• **What needs to be done**:
Every entry that follows should be reproduced exactly.

[Source data]
------------

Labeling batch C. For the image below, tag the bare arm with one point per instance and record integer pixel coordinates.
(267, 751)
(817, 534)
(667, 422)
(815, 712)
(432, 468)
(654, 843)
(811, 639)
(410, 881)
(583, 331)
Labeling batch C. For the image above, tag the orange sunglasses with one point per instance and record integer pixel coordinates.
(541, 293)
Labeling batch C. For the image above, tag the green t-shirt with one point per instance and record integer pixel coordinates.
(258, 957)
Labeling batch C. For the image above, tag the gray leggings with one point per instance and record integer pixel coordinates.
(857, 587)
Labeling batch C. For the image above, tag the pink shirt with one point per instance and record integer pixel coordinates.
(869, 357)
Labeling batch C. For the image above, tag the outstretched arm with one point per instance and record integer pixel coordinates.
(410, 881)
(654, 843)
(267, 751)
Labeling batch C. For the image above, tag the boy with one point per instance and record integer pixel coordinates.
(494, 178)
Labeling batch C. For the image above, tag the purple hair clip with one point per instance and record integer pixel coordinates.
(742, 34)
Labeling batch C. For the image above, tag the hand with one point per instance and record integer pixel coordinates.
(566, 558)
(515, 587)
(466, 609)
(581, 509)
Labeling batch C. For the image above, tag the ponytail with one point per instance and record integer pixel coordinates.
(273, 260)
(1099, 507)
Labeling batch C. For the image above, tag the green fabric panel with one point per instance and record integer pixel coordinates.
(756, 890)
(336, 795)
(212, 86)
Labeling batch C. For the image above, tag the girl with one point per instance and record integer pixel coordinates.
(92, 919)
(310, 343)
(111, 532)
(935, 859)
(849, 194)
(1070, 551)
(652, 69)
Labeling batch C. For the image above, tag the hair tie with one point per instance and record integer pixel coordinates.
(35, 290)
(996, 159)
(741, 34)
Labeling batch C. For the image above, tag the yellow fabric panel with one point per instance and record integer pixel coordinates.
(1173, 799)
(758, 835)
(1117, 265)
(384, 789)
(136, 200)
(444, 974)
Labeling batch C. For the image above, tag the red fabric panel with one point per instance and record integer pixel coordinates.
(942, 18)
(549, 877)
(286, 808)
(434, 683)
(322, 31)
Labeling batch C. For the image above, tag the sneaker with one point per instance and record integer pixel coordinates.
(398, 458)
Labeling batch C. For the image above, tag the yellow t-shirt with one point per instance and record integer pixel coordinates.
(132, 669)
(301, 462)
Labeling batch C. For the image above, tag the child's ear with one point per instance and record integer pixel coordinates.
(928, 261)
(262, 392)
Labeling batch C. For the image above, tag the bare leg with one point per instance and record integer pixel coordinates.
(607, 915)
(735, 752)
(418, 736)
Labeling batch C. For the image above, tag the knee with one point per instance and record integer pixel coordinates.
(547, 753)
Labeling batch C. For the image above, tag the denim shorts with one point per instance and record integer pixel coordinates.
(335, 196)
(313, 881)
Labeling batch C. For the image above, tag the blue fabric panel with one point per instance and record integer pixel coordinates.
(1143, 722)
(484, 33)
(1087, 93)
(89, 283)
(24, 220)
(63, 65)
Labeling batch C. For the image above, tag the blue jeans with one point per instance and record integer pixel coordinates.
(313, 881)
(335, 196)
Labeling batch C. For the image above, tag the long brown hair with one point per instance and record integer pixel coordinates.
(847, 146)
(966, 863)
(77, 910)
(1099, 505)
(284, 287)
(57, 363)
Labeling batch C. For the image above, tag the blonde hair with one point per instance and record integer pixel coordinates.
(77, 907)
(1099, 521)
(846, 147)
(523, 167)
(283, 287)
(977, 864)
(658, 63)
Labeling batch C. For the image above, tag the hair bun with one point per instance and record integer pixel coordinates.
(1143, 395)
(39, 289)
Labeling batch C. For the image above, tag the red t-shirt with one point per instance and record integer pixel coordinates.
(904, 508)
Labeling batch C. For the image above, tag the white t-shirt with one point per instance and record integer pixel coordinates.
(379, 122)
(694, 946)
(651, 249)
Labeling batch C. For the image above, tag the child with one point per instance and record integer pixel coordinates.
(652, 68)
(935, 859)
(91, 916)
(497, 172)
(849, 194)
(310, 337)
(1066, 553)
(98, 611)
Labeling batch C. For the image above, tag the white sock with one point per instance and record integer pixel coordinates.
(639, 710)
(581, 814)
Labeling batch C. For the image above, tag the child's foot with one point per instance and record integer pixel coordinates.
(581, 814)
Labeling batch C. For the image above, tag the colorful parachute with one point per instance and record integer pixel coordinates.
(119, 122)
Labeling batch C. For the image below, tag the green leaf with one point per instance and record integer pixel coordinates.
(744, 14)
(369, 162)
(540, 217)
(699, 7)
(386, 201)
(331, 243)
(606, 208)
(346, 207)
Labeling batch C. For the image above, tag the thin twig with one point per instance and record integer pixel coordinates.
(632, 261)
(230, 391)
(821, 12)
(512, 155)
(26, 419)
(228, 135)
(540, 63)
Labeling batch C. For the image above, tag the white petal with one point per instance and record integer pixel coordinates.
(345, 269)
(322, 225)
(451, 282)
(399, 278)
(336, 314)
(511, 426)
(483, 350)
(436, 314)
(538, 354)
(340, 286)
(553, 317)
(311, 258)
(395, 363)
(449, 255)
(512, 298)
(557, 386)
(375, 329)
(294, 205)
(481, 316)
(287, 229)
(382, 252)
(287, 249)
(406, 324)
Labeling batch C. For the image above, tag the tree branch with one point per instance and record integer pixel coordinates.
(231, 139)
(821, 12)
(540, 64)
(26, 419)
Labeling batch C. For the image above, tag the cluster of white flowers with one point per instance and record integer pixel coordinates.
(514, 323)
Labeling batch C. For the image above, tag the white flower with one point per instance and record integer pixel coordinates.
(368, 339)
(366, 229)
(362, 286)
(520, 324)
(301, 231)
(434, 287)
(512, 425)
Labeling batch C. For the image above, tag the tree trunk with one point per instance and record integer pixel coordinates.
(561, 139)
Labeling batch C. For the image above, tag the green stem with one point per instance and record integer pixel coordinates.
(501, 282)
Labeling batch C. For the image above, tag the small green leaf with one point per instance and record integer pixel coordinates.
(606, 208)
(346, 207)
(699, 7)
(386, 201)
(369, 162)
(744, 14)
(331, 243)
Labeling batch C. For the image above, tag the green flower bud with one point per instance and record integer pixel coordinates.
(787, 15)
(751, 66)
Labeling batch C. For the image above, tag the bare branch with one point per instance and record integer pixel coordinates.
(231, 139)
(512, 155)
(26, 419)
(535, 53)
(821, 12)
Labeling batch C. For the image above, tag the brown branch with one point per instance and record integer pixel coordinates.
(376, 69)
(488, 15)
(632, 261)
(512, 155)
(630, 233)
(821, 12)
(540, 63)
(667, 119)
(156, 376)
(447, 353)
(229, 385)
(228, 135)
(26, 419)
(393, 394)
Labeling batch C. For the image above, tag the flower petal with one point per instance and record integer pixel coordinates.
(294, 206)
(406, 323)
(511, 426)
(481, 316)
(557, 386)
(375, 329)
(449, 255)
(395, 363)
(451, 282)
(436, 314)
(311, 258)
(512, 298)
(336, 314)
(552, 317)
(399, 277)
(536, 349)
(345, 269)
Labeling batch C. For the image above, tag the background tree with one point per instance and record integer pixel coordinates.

------------

• **Task solution**:
Labeling batch C. For the image below, tag the bare arm with one point per instance and record integer pixel coordinates.
(267, 751)
(817, 534)
(667, 422)
(815, 712)
(432, 468)
(654, 843)
(811, 639)
(410, 881)
(583, 331)
Labeling batch C. For the image above, tag the orange sunglasses with one point per instance and record integer pixel coordinates.
(541, 293)
Labeling batch C. For the image above, tag the green t-shirt with one point per instance and record integer pixel coordinates.
(258, 957)
Labeling batch C. For the image above, tag the gray leggings with one point per instance and record integer pixel coordinates.
(857, 587)
Labeling batch C. For the image above, tag the pink shirt with one point per instance and record integer pixel coordinates.
(869, 357)
Labeling batch C. For the image above, tag the outstretched arm with one point per instance and record integer pixel coordinates.
(410, 881)
(654, 843)
(267, 751)
Labeling batch C. For the image above, tag the boy with one point per instance and record integer pixel coordinates.
(494, 178)
Labeling batch C. For the image above, tag the purple hair clip with one point per instance and record integer pixel coordinates.
(742, 34)
Labeling batch C. For the image above, tag the hand with one point per instance and record integer pixel coordinates.
(566, 558)
(515, 587)
(466, 609)
(581, 509)
Labeling batch C. For the image above, tag the ponytail with one point per instance and record integer pixel coordinates.
(273, 260)
(1099, 507)
Labeling batch C. For the image above, tag the green fabric panel with one point per instance and record integer pixel coordinates.
(756, 890)
(336, 795)
(212, 86)
Labeling batch C. For the image above, tag the girl with one point per instance and record integer pixel coordinates.
(92, 919)
(310, 343)
(111, 532)
(935, 859)
(849, 194)
(1070, 551)
(652, 69)
Labeling batch C. For the image above, tag the hair tie with one point per instance and record integer pixel coordinates.
(35, 290)
(996, 159)
(741, 34)
Labeling batch C. For the image above, tag the yellow fabric panel with one point per instance and record integer pixel coordinates.
(1173, 799)
(758, 835)
(1117, 265)
(384, 789)
(136, 200)
(444, 974)
Labeling batch C. For the image above, tag the red fabric panel with one point per instance and record integer pixel coordinates.
(942, 18)
(549, 877)
(286, 808)
(434, 683)
(322, 31)
Labeling batch C. For the image above, tag the sneaker with one point per instance and record integer pixel coordinates.
(398, 458)
Labeling batch C. For the image above, tag the yellow t-shirt with one point per instance and record integer pixel coordinates.
(132, 669)
(301, 462)
Labeling batch C. For the image above, tag the child's ear with one point per instance and record integer pixel coordinates.
(928, 261)
(262, 392)
Labeling batch C. For the image above, tag the bare leg with one point per instance and record integer pixel coordinates.
(607, 915)
(735, 752)
(418, 736)
Labeling batch C. For the image above, tag the knee with one point per instance and record integer pixel coordinates.
(547, 753)
Labeling batch C. For the image above, tag the denim shorts with one point per instance and record integer pixel coordinates.
(335, 196)
(313, 881)
Labeling batch C. For the image above, tag the blue fabric panel with one point per instance and record integer pixel coordinates.
(1143, 722)
(484, 33)
(1087, 93)
(89, 283)
(24, 220)
(63, 65)
Labeling batch C. For the image above, tag the blue jeans with one point per instance and record integer pixel coordinates.
(313, 881)
(335, 196)
Labeling batch C. For the image above, tag the long brown hair with one point per instance and record integer pixel coordinates.
(847, 146)
(966, 863)
(77, 910)
(1099, 505)
(284, 287)
(57, 363)
Labeling batch C. For the image above, tag the blonde hair with one point per instance and record integer pixel coordinates.
(77, 907)
(1099, 521)
(846, 147)
(523, 167)
(283, 287)
(977, 864)
(658, 63)
Labeling batch C. For the image above, tag the hair bun with one point per instance and record integer pixel coordinates.
(1143, 395)
(39, 289)
Labeling batch C. For the image above, tag the red t-shirt with one point per instance and record integer pixel coordinates.
(904, 508)
Labeling batch C. For the image above, tag the white t-shirt with one point per instance and record integer pixel coordinates.
(379, 122)
(694, 946)
(651, 249)
Labeling batch C. For the image above, tag the child with one point per instance and record integer pixel coordinates.
(652, 68)
(935, 859)
(91, 916)
(497, 172)
(849, 194)
(310, 337)
(1066, 553)
(98, 611)
Labeling batch C. For the image above, tag the white sock with one point per instance and record integer pixel coordinates.
(639, 710)
(581, 814)
Labeling batch C. For the image above, tag the child's foot with one point per instance and record integer pixel coordinates.
(581, 814)
Labeling batch C. For the image above, tag the colorful parachute with one point per instance and record integer pixel coordinates.
(119, 122)
Labeling batch C. For the image below, tag the green leaf with one point per instance and record integer pixel coordinates.
(744, 14)
(369, 162)
(540, 217)
(699, 7)
(386, 201)
(331, 243)
(606, 208)
(346, 207)
Labeling batch C. For the image above, tag the thin twig with one point per instance and record integer pixel coordinates.
(632, 261)
(230, 391)
(821, 12)
(512, 155)
(26, 419)
(228, 135)
(540, 63)
Labeling batch C. For the image above, tag the white petal with one point per instance and record integer pixel coordinates.
(345, 269)
(322, 225)
(451, 282)
(399, 278)
(336, 314)
(511, 426)
(483, 350)
(436, 314)
(538, 354)
(340, 286)
(553, 317)
(311, 258)
(395, 363)
(449, 255)
(512, 298)
(557, 386)
(375, 329)
(294, 205)
(481, 316)
(287, 229)
(382, 252)
(287, 249)
(406, 324)
Labeling batch C. For the image above, tag the tree branch with one point per instance and record integer pixel coordinates.
(231, 139)
(821, 12)
(540, 64)
(26, 419)
Labeling batch C. For the image above, tag the cluster of white flowers with one point per instance and record integer pixel coordinates.
(514, 323)
Labeling batch C. For the image above, tag the white flower with one point per instance and record integer pixel coordinates.
(368, 339)
(366, 229)
(362, 286)
(520, 324)
(301, 231)
(434, 287)
(512, 425)
Labeling batch C. For the image above, tag the tree trunk with one point per instance and record integer pixel coordinates.
(561, 139)
Labeling batch C. For the image above, tag the green stem with one point per instance and record integer pixel coordinates.
(501, 282)
Labeling batch C. For the image above, tag the small green leaf with one point per instance and record integer pixel coordinates.
(606, 208)
(346, 207)
(699, 7)
(386, 201)
(369, 162)
(744, 14)
(331, 243)
Labeling batch C. For the image above, tag the green flower bud with one point per instance and record integer pixel coordinates.
(787, 15)
(751, 66)
Labeling batch C. For the image above, tag the bare branch with one point per instance and record integer pixel coordinates.
(231, 139)
(512, 155)
(26, 419)
(535, 53)
(821, 12)
Labeling batch C. For the image above, tag the brown branch with one point per instance and record integer pixel coordinates.
(376, 69)
(488, 15)
(632, 261)
(512, 155)
(630, 233)
(821, 12)
(540, 63)
(667, 119)
(156, 376)
(447, 353)
(229, 385)
(228, 135)
(26, 419)
(393, 394)
Labeling batch C. For the image above, tag the flower petal with one point per instance and record integer pixel coordinates.
(294, 206)
(406, 323)
(511, 426)
(481, 316)
(557, 386)
(375, 329)
(449, 255)
(395, 363)
(451, 282)
(436, 314)
(311, 258)
(512, 298)
(336, 314)
(552, 317)
(399, 277)
(536, 349)
(345, 269)
Labeling batch C. For the image above, tag the background tree with one point per instance and record integer pixel coordinates.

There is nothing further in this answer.